Instructions for the task → The records below must be returned in full and unaltered.

Data extract →
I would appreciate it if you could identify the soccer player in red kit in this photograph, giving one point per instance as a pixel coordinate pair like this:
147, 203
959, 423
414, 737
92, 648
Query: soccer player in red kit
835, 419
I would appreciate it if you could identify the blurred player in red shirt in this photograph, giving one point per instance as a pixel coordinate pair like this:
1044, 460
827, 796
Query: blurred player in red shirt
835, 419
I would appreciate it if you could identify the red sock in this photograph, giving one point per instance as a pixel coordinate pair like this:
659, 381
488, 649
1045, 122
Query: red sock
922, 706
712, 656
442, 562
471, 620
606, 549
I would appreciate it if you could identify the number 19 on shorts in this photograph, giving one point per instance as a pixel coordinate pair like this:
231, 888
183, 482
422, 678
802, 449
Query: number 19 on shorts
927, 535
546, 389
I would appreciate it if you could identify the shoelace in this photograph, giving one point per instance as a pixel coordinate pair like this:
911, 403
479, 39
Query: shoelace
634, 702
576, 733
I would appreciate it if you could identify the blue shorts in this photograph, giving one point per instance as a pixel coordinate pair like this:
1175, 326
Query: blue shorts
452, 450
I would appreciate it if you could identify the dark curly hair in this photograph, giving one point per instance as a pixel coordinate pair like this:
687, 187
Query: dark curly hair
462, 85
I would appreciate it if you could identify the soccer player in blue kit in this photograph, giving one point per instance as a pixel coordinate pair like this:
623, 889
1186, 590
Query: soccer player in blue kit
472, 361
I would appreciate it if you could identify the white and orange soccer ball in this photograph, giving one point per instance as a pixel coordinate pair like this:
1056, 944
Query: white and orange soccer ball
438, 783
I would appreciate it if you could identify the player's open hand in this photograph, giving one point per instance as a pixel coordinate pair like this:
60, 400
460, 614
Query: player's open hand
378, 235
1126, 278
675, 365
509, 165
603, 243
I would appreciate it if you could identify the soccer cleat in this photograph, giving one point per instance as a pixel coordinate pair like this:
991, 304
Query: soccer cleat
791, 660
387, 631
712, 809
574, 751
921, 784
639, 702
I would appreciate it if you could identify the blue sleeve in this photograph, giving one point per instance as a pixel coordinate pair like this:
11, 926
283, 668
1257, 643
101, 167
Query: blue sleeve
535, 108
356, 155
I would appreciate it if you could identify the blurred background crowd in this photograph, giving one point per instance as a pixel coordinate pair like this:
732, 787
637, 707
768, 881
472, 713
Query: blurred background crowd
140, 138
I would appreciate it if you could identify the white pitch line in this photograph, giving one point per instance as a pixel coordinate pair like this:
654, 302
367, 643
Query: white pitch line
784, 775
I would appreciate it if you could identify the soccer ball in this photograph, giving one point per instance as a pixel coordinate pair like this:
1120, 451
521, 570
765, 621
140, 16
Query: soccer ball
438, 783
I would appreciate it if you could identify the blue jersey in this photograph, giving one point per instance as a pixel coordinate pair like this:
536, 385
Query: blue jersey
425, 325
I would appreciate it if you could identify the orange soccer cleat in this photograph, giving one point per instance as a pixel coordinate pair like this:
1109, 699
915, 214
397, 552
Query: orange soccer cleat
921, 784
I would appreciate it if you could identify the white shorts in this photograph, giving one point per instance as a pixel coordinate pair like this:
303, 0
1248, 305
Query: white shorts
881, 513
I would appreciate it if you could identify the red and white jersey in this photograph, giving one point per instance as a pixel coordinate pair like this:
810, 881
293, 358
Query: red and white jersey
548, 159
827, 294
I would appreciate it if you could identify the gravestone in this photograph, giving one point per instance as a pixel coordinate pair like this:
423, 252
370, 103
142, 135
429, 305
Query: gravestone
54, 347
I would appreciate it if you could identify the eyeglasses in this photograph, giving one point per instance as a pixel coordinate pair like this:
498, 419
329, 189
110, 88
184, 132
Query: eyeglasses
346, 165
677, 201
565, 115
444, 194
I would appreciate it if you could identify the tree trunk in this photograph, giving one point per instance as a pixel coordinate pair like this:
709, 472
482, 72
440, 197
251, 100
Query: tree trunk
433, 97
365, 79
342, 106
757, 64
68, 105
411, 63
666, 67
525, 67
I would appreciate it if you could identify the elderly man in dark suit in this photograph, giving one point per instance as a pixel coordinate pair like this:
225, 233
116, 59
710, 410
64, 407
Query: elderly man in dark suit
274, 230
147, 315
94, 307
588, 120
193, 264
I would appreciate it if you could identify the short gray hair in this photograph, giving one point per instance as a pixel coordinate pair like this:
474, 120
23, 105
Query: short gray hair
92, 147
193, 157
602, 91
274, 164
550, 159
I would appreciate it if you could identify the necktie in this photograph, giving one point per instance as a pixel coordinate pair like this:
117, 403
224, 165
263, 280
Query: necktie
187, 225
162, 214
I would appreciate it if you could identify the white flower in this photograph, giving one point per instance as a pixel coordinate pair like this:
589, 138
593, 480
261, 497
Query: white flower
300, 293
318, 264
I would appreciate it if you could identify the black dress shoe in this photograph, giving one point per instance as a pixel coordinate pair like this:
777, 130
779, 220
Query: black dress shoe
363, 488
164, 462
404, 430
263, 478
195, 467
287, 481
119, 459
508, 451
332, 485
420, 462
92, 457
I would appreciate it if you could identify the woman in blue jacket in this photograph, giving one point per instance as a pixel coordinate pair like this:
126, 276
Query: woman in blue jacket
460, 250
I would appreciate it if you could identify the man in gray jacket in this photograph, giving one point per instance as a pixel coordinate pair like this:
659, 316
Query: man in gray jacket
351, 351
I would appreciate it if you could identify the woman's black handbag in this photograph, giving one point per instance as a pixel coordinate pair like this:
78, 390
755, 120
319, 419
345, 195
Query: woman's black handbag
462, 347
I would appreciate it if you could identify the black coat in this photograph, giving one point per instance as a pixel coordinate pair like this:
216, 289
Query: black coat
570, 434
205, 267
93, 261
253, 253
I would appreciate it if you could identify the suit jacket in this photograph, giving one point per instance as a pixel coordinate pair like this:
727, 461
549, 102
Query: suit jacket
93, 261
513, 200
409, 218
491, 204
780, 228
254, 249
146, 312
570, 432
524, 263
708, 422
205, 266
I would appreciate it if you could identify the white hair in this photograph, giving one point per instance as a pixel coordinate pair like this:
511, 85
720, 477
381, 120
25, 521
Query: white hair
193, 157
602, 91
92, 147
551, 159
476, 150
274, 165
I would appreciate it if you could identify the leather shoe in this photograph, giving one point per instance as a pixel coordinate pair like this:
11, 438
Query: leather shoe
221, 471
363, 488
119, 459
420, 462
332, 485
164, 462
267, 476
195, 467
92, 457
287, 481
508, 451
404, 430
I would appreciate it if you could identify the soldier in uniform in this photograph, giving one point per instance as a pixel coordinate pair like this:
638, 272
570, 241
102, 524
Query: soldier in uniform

Final answer →
I would appreciate it if you could identify the soccer player in red kit in this photograph, giving one point per instance as a pixel coordinate pair like this:
147, 203
959, 423
414, 737
92, 648
Query: soccer player in red kit
835, 419
I would appreciate it if you could identify the blurred player in red shirt in this photograph, giving one point per instance as a pixel coordinate pair like this:
1044, 460
827, 796
Query: blurred player in red shirt
835, 419
I would appreciate it if you could identify the red sock in this photograph, giving one point per instance as a pixel coordinate pair like this:
659, 381
488, 649
1045, 122
Query: red sock
922, 706
712, 656
442, 562
471, 620
606, 549
I would appreciate it if you could identify the number 19 on shorts in this photograph, giving one point per instance as a pixel coordinate pair like this:
231, 888
183, 482
422, 678
802, 449
Query: number 19 on shorts
927, 535
546, 389
I would appreciate it if you could identify the shoelace in this photograph, giving one point per instance as a pixel coordinate pair like this:
911, 403
479, 39
Query: shoelace
634, 702
576, 733
I would appreciate it if you could identify the blue shorts in this photograph, giving one point per instance as a pixel coordinate pair like this:
1175, 326
Query: blue shorts
452, 450
I would appreciate it if you could identify the dark curly hair in this photograph, giving one point per instance as a pixel coordinate pair like this:
687, 187
Query: dark curly hair
462, 85
I would appreciate it if you could identify the soccer player in blue kit in this photograph, giving one point per instance as a pixel coordinate pair like this:
623, 889
1186, 590
Query: soccer player in blue kit
472, 361
I would appreciate it if you could identify the white and orange soccer ball in this photograph, giving one point per instance as a pixel coordinate pair like this:
1056, 944
Query: white and orange soccer ball
438, 783
I would appreciate it if you could identify the player's open hand in this photograph, giving one point per instance as a pixel coordinate pair like this:
60, 400
460, 614
Query: player's open hand
378, 235
1126, 278
675, 365
509, 165
603, 243
I would appreciate it if you could identify the soccer cleat in this photograph, giving one point per instance as a pixel coordinate pair like this:
991, 304
Query: soccer cleat
791, 660
387, 631
712, 809
574, 751
921, 784
639, 702
I would appreciate it if you could identify the blue sleeve in this photograph, giving one point per instance as a pixel coordinate pair like this:
11, 926
283, 668
1257, 643
101, 167
Query: blue sleeve
535, 108
356, 155
I would appreciate it if you could identify the blurred background crowd in this photograph, giving one point per instance as a pixel coordinate pair like this:
732, 787
637, 707
768, 881
472, 713
Query: blurred background crowd
140, 138
I would appreciate it if you could identify the white pitch line in this photograph, giving one point per instance as a pixel coordinate pair like this:
654, 302
367, 643
Query: white pitch line
784, 775
I would appreciate it if you could identify the soccer ball in this photograph, giving one point per instance as a pixel coordinate pair like this:
1120, 451
521, 570
765, 621
140, 16
Query: soccer ball
438, 783
I would appreciate it if you could identify the blue jersey in this photograph, giving one point per instance as a pixel coordinate pair like this:
536, 385
Query: blue jersey
425, 325
I would appreciate it if you could identify the orange soccer cleat in this photograph, giving one point per instance as a pixel coordinate pair like this:
1109, 699
915, 214
397, 552
Query: orange soccer cleat
921, 784
I would appreciate it if you could identify the white shorts in this photograph, giving one point per instance as a pixel coordinate pair like this:
303, 0
1248, 305
Query: white shorts
881, 513
I would appreciate it if you could identify the red and white jersey in this photograph, giving one point per instance as a pixel coordinate pair like this:
810, 881
293, 358
Query: red and white jersey
548, 159
827, 294
I would appreciate it if you could identify the gravestone in this photograph, giving one point per instance as a pixel coordinate pair like this:
423, 252
370, 103
142, 135
429, 305
Query: gravestone
54, 347
I would appreciate it if you could identify the eyeglasses in this photograph, giving one point per instance as a pixel coordinate pair like this:
498, 419
329, 189
110, 88
184, 132
Query: eyeglasses
346, 165
677, 201
565, 115
444, 194
I would appreciate it if you could identify the tree trunk in this photograph, giving one point per instance as a pixel coordinate pair like this:
709, 472
482, 72
440, 197
251, 100
Query: tree trunk
433, 97
365, 79
342, 106
757, 64
68, 105
411, 63
666, 67
525, 67
I would appreciate it if you could identify the elderly man in dark suit in this photograph, giving one point per instance as a pixel coordinate pair like this:
225, 233
116, 59
710, 410
64, 407
Query: elderly man in dark suit
274, 230
147, 315
94, 307
588, 120
193, 264
I would appreciate it if you could identify the short gray hair in this photograph, giving one point per instance as a pixel coordinate pair like this:
474, 120
23, 105
Query: short gray hair
92, 147
193, 157
602, 91
274, 164
550, 159
I would appreciate it if you could identify the necktie in this photograph, giving one point per instance as a pixel coordinate pair like this:
117, 403
224, 165
263, 280
Query: necktie
187, 225
162, 214
I would appreciate it if you could identify the white flower in this photograph, giving one point per instance as a pixel coordinate pair like this:
589, 138
593, 480
261, 497
Query: white flower
300, 293
318, 264
I would appreciate it if you could identify the black dress shoe in this photograph, giving one point per instance as a pixel coordinate pair like this:
777, 130
779, 220
Query: black dress shoe
363, 488
164, 462
404, 430
263, 478
195, 467
287, 481
119, 459
508, 451
332, 485
420, 462
92, 457
I would appreciate it if you could identify the woman in blue jacket in this photograph, giving one point per instance as a pixel coordinate pair like this:
126, 276
Query: woman in blue jacket
460, 250
I would appreciate it if you could identify the man in gray jacket in this photograph, giving one point per instance as a pixel coordinate pair like this:
659, 316
Query: man in gray jacket
351, 351
I would appreciate it if you could identify the woman's black handbag in this photograph, giving one point per instance as a pixel coordinate pair like this:
78, 390
755, 120
319, 419
345, 195
Query: woman's black handbag
462, 347
I would appreciate it if you could identify the black coat in this photograph, giving one point per instance as a pixel coordinate pair like this:
216, 289
Query: black coat
570, 434
205, 267
93, 261
253, 253
I would appreciate it if you could identify the suit jacket in this photograph, giving one point per instance as a pixel coordinate pair like this:
727, 461
549, 102
Query: suit jacket
93, 261
513, 200
409, 218
491, 204
780, 228
254, 249
146, 312
570, 432
524, 263
708, 422
205, 266
I would appreciate it if you could identify the white hair in this photograph, giving one point per instance as a pixel coordinate pair like this:
511, 85
720, 477
381, 120
25, 521
Query: white hair
193, 157
602, 91
92, 147
551, 159
476, 150
274, 165
I would appreciate it if you could identify the leather shoe in this photograph, giving one point per instance as a pixel coordinate pair like this:
11, 438
Query: leather shoe
221, 471
363, 488
119, 459
420, 462
332, 485
164, 462
267, 476
195, 467
92, 457
287, 481
508, 451
404, 430
I would appreciate it if you could identify the soldier in uniform in this photograph, giving one point per instance as a pixel coordinate pair like this:
638, 272
570, 241
102, 524
Query: soldier in uniform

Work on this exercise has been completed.